> [Required work]: Print the complete listing so that it matches the original exactly.
┌──
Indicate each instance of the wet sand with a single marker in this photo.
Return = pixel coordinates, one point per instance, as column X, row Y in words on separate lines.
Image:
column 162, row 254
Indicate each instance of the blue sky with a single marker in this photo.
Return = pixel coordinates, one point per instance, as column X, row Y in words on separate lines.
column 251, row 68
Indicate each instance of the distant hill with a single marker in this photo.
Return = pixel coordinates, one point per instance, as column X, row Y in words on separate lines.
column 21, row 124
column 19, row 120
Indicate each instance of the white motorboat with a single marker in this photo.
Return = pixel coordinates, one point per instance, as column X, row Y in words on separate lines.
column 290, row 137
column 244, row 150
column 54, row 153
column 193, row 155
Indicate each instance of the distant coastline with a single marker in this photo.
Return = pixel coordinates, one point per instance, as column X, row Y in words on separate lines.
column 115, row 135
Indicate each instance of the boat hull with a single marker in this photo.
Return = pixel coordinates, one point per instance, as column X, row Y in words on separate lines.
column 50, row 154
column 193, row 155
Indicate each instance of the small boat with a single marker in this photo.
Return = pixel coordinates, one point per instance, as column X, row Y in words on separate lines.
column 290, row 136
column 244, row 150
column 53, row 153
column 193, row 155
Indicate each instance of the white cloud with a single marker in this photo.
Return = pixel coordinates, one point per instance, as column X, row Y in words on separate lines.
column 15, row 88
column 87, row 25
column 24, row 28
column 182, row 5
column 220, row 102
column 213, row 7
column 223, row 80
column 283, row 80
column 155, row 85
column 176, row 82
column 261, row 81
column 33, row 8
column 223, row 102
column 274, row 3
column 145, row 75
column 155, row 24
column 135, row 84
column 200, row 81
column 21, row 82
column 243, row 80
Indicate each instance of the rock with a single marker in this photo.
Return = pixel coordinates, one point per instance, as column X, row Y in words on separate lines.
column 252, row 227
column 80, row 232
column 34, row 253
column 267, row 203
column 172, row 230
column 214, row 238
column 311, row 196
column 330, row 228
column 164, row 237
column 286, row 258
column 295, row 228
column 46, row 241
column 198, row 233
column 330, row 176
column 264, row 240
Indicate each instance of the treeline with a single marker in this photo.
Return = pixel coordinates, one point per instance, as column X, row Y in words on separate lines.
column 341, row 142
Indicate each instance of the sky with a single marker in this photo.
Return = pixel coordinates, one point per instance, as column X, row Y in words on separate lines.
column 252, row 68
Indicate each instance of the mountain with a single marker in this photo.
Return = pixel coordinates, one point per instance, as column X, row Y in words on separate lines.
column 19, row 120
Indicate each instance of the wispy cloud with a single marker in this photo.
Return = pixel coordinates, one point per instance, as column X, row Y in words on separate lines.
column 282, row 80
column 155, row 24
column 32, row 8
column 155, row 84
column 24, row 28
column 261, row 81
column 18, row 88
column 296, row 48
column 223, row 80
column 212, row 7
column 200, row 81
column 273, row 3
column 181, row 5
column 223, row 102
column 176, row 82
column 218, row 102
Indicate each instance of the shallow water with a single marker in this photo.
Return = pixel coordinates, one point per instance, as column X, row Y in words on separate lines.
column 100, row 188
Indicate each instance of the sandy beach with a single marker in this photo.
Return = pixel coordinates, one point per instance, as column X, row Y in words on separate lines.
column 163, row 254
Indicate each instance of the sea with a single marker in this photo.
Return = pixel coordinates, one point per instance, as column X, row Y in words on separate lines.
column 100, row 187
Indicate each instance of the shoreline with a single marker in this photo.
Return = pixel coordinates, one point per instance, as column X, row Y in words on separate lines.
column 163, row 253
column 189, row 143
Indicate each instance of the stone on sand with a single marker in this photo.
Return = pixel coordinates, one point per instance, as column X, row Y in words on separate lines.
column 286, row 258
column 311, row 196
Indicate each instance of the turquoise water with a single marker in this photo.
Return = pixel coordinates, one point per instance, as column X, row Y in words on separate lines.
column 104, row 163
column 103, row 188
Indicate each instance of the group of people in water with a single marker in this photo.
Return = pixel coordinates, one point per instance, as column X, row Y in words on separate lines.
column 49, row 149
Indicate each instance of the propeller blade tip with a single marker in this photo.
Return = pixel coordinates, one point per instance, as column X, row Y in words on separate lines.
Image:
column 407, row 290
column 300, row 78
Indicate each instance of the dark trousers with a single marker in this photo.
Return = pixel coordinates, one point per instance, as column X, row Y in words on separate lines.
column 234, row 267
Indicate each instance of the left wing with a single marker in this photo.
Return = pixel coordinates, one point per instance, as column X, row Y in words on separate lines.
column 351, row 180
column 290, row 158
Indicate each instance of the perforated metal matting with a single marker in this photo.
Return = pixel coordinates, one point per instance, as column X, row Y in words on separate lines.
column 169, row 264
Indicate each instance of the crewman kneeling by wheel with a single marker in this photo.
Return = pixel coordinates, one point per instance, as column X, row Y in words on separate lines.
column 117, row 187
└──
> [Response]:
Indicate each instance of the wet sand with a single marker in this photo.
Return = pixel coordinates, one point per instance, as column X, row Y in words on separate lines.
Image:
column 162, row 254
Indicate each instance of the blue sky with a single marker in this photo.
Return = pixel coordinates, one point per instance, as column X, row Y in words on separate lines.
column 251, row 68
Indicate each instance of the distant hill with a single marker in this photo.
Return = pixel coordinates, one point per instance, as column X, row Y in words on separate lines.
column 21, row 124
column 19, row 120
Indicate each instance of the white motorboat with a single marker in this photo.
Return = pixel coordinates, one point per instance, as column X, row Y in words on separate lines.
column 290, row 137
column 244, row 150
column 54, row 153
column 193, row 155
Indicate each instance of the distant coastline with a single marker in this photo.
Return = pixel coordinates, one point per instance, as column X, row Y in words on separate lines.
column 115, row 135
Indicate each instance of the boat hull with a single marker in this photo.
Return = pixel coordinates, one point per instance, as column X, row Y in words on separate lines.
column 50, row 154
column 193, row 155
Indicate each instance of the small boat with a single marker in this photo.
Return = pixel coordinates, one point per instance, as column X, row Y in words on separate lines.
column 290, row 136
column 244, row 150
column 53, row 153
column 193, row 155
Indicate each instance of the white cloud with a single marker in this photo.
Return = pixel coordinates, one point per instance, as column X, row Y in words on separate lines.
column 15, row 88
column 87, row 25
column 24, row 28
column 182, row 5
column 220, row 102
column 213, row 7
column 223, row 80
column 283, row 80
column 155, row 85
column 176, row 82
column 261, row 81
column 33, row 8
column 223, row 102
column 274, row 3
column 145, row 75
column 155, row 24
column 135, row 84
column 200, row 81
column 21, row 82
column 243, row 80
Indicate each instance of the rock with a single marker in this photo.
Return = pixel coordinates, one point per instance, as column X, row Y in words on separate lines.
column 252, row 227
column 80, row 232
column 34, row 253
column 267, row 203
column 172, row 230
column 214, row 238
column 311, row 196
column 330, row 228
column 164, row 237
column 286, row 258
column 295, row 228
column 46, row 241
column 198, row 233
column 330, row 176
column 264, row 240
Indicate each instance of the treeline with a single marker in this photo.
Return = pixel coordinates, one point per instance, as column X, row Y in words on separate lines.
column 341, row 142
Indicate each instance of the sky with a single marker in this photo.
Return = pixel coordinates, one point per instance, as column X, row Y in words on separate lines.
column 252, row 68
Indicate each instance of the mountain with a single marker in this photo.
Return = pixel coordinates, one point per instance, as column X, row Y in words on separate lines.
column 19, row 120
Indicate each instance of the wispy cloud with a single marker in this photo.
Return = pixel coordinates, one point per instance, as column X, row Y in words on separate lines.
column 282, row 80
column 155, row 24
column 32, row 8
column 155, row 84
column 24, row 28
column 261, row 81
column 18, row 88
column 296, row 48
column 223, row 80
column 212, row 7
column 200, row 81
column 273, row 3
column 181, row 5
column 223, row 102
column 176, row 82
column 218, row 102
Indicate each instance of the shallow water with a single marker in this photo.
Return = pixel coordinates, one point per instance, as column X, row Y in words on separate lines.
column 100, row 188
Indicate each instance of the sandy beach with a single marker in this photo.
Return = pixel coordinates, one point per instance, as column X, row Y in words on separate lines.
column 163, row 254
Indicate each instance of the sea with a single marker in this photo.
Return = pixel coordinates, one point per instance, as column X, row Y in words on separate lines.
column 100, row 187
Indicate each instance of the shoreline with a single marker in this photo.
Return = pixel coordinates, one point per instance, as column X, row Y in words on separate lines.
column 163, row 253
column 189, row 143
Indicate each instance of the stone on sand with a single marker in this photo.
Return = pixel coordinates, one point per instance, as column X, row Y in words on separate lines.
column 286, row 258
column 311, row 196
Indicate each instance of the turquoise water with a single marker in this photo.
Return = pixel coordinates, one point per instance, as column X, row Y in words on separate lines.
column 104, row 163
column 103, row 188
Indicate each instance of the group of people in water with a single marker in this photo.
Return = pixel coordinates, one point per instance, as column X, row Y in words on separate lines.
column 49, row 149
Indicate each instance of the propeller blade tip with a single marker in this photo.
Return = pixel coordinates, one point per instance, as column X, row Y in words on separate lines.
Image:
column 407, row 290
column 300, row 78
Indicate each instance of the dark trousers with a single marker in this photo.
Return = pixel coordinates, one point per instance, as column X, row Y in words on separate lines.
column 234, row 267
Indicate each instance of the left wing with a single marker in this photo.
Return = pixel coordinates, one point per instance, as column X, row Y in words on separate lines.
column 351, row 180
column 290, row 158
Indicate each instance of the perforated metal matting with a single marker in this photo.
Return = pixel coordinates, one point per instance, as column X, row Y in words on separate lines.
column 169, row 264
Indicate each instance of the crewman kneeling by wheel with a single marker in this photo.
Return = pixel coordinates, one point per instance, as column X, row Y in words on separate lines.
column 117, row 187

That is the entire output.